A run of records:
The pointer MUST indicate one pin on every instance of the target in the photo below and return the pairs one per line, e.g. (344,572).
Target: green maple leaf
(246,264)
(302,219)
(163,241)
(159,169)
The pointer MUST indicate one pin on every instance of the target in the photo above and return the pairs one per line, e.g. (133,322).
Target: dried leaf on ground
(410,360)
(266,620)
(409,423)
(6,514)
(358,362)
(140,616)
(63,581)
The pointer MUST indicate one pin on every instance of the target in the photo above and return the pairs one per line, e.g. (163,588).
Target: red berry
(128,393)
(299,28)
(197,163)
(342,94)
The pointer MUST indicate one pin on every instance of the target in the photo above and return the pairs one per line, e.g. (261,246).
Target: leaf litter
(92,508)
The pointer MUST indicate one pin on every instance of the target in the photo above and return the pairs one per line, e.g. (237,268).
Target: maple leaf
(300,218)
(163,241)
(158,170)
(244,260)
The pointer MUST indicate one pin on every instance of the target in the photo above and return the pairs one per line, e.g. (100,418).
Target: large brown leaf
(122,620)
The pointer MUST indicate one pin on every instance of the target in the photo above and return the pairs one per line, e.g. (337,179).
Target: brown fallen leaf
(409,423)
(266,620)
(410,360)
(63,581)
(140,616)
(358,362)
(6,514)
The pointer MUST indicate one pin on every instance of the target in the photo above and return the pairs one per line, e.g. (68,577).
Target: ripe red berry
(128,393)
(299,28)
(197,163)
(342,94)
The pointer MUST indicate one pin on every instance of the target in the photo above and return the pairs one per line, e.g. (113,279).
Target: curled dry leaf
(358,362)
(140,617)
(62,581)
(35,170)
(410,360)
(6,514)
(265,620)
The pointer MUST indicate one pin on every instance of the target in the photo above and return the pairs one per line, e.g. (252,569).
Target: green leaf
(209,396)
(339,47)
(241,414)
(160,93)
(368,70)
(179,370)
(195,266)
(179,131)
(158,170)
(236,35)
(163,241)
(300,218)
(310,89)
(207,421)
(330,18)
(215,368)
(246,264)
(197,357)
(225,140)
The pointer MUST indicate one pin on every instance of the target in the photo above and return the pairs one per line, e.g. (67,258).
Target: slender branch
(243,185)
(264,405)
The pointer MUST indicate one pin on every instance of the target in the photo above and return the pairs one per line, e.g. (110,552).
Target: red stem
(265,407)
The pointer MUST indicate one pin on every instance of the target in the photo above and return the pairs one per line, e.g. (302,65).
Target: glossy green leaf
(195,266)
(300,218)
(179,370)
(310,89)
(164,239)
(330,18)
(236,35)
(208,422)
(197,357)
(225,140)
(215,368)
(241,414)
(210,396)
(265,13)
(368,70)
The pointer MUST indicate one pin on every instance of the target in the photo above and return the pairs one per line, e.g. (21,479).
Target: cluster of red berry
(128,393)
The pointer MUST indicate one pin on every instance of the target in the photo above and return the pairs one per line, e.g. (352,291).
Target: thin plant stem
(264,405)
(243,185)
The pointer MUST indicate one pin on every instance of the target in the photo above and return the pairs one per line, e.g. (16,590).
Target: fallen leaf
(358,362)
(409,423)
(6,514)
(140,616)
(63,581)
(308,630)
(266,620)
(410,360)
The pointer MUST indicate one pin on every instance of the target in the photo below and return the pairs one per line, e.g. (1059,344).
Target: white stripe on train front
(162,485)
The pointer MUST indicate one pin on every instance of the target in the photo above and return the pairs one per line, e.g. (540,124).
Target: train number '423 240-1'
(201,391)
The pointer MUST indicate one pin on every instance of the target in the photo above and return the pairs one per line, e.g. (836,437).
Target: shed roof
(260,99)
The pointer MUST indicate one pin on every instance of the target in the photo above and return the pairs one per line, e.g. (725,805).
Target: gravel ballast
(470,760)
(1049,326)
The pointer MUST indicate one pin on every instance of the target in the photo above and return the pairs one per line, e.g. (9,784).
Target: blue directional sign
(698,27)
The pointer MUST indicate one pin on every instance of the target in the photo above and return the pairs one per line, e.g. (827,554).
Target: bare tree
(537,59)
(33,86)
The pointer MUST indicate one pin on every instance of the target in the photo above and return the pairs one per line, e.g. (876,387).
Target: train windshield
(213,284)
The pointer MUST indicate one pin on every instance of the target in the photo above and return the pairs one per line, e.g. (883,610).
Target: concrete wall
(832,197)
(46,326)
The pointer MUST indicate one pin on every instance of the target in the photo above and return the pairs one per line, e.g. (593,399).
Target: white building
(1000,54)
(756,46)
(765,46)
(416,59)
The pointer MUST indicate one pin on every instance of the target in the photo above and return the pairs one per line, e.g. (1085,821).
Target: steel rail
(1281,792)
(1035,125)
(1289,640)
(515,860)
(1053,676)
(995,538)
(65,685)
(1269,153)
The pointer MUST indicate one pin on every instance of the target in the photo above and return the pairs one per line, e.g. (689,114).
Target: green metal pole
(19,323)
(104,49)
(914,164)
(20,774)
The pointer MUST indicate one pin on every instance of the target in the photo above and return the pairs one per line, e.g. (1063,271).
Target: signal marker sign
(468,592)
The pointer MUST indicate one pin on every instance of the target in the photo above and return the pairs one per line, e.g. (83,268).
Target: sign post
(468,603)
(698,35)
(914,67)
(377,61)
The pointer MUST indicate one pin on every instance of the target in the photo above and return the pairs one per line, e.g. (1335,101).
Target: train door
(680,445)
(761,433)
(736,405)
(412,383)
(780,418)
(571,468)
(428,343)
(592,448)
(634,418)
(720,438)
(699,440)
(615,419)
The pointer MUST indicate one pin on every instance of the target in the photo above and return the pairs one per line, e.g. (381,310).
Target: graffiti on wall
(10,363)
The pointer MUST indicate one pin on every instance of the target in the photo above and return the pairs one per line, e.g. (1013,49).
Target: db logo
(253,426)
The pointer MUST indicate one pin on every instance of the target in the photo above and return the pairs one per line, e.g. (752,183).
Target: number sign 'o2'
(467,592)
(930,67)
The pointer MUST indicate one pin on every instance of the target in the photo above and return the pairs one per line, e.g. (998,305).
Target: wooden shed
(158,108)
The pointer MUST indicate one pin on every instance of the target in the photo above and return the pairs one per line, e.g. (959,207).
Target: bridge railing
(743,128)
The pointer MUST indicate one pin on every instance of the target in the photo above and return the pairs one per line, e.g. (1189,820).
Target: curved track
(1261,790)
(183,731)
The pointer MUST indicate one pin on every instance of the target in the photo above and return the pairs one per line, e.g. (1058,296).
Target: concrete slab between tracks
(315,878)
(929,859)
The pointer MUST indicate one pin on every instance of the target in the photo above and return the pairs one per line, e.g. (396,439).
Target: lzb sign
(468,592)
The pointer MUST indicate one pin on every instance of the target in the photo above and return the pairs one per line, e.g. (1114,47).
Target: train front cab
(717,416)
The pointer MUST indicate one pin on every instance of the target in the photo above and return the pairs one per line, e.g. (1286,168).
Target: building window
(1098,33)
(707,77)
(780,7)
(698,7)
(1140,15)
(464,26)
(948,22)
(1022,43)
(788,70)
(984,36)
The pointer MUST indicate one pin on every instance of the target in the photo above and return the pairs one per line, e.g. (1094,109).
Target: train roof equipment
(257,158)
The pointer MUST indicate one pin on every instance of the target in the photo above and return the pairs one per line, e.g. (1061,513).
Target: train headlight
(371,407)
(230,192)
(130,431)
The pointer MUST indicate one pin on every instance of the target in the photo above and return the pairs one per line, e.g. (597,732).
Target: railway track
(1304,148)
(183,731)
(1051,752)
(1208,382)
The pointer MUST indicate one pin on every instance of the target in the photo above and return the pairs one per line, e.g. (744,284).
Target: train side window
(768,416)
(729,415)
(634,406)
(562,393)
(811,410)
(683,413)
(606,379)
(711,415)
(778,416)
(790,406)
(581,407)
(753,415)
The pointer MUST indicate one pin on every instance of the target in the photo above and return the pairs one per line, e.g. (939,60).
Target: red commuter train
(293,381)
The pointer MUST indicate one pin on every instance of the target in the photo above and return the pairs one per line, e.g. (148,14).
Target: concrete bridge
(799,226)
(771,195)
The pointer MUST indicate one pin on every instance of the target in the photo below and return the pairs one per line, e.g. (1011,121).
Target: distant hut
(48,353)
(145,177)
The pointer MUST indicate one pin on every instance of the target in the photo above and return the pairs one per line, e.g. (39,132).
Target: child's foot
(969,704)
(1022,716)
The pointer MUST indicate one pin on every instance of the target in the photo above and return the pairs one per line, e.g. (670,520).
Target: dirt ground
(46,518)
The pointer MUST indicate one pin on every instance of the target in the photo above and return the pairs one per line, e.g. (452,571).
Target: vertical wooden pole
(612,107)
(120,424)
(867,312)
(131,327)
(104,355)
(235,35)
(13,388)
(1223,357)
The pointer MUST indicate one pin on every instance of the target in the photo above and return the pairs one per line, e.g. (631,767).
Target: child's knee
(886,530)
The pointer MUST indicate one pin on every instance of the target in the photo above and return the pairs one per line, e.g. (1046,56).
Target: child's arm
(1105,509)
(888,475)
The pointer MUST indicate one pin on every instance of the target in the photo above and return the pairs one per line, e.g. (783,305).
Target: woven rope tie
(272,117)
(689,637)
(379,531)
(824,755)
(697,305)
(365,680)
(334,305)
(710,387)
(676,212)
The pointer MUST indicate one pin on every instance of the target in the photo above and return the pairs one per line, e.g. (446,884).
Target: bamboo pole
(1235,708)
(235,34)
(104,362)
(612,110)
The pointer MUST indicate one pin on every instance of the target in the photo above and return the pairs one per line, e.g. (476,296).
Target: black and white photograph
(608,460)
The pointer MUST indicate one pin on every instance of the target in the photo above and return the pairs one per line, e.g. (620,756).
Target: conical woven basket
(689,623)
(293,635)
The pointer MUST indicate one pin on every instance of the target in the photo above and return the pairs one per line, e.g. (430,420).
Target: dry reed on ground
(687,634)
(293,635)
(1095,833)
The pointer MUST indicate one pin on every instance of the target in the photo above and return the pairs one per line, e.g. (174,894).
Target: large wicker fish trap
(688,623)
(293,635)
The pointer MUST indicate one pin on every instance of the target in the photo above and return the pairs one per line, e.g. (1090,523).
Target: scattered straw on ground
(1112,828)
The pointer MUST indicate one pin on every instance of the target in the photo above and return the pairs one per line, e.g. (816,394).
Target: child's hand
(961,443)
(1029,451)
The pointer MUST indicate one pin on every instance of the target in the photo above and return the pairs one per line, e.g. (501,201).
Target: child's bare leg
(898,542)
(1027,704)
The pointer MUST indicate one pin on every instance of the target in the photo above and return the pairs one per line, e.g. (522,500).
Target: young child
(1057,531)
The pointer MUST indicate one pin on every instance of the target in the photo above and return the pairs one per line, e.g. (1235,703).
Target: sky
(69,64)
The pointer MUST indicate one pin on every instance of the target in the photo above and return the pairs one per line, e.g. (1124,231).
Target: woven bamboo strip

* _Job_: Through the last line of the entries above, beginning at the line containing "line, e.g. (430,420).", transcribe each line exactly, both ends included and nothing more.

* _Written reply_:
The pointer MUST indicate one pin on every instance of the target in the photo above and return the pairs one per line, e.g. (430,420).
Target: dry reed on ground
(687,634)
(293,635)
(1095,833)
The pointer MUST indicate one pin on every instance of the target in the photo above and return the pairs one per line, e.g. (174,894).
Target: large wicker fish trap
(688,623)
(293,635)
The pointer MUST indicate one pin on every instance of the target in the photo above and return the pairs one per line, e.g. (1090,523).
Target: scattered straw on ground
(1112,828)
The pointer MUST indicate one pin on every instance of the target in the photo above and return the pairs one per line, e.g. (816,394).
Target: child's hand
(961,443)
(1029,451)
The pointer MUST indicate one pin on every instance of the target in the photo above and return the pairs one per line, e.g. (501,201).
Target: child's bare leg
(898,542)
(1027,704)
The pointer MUST indicate one pin on every instance of the target in the photo above and return the pairs one per line, e.g. (522,500).
Target: young child
(1057,531)
The pointer MUST indicate one pin on every instance of the target in the photo above and return the pairs one per line, e.g. (1235,703).
Target: sky
(69,64)
The pointer MUST indicate one pin on every instance of the target in the photo above and return the pairs one per line, e.g. (1124,231).
Target: woven bamboo strip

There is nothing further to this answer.